> Directions for this task
Set out every line of the material below as a numbered list, skipping any blank lines. Omit the pictures from your list.
# Excerpted data start
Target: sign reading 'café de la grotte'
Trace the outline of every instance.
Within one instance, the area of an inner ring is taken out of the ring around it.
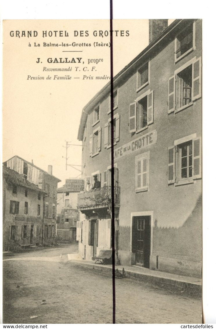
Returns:
[[[157,140],[157,131],[155,129],[116,149],[114,150],[114,160],[119,159],[139,150],[145,148],[155,144]]]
# Excerpted data end
> Exercise answer
1. Target: sign reading 'café de la grotte'
2. Trace the outline of every instance.
3. Within one instance, the area of an inner ring is taken out of the ring around it.
4. Returns:
5. [[[157,140],[157,131],[155,129],[116,149],[114,150],[114,160],[119,159],[139,150],[145,148],[155,144]]]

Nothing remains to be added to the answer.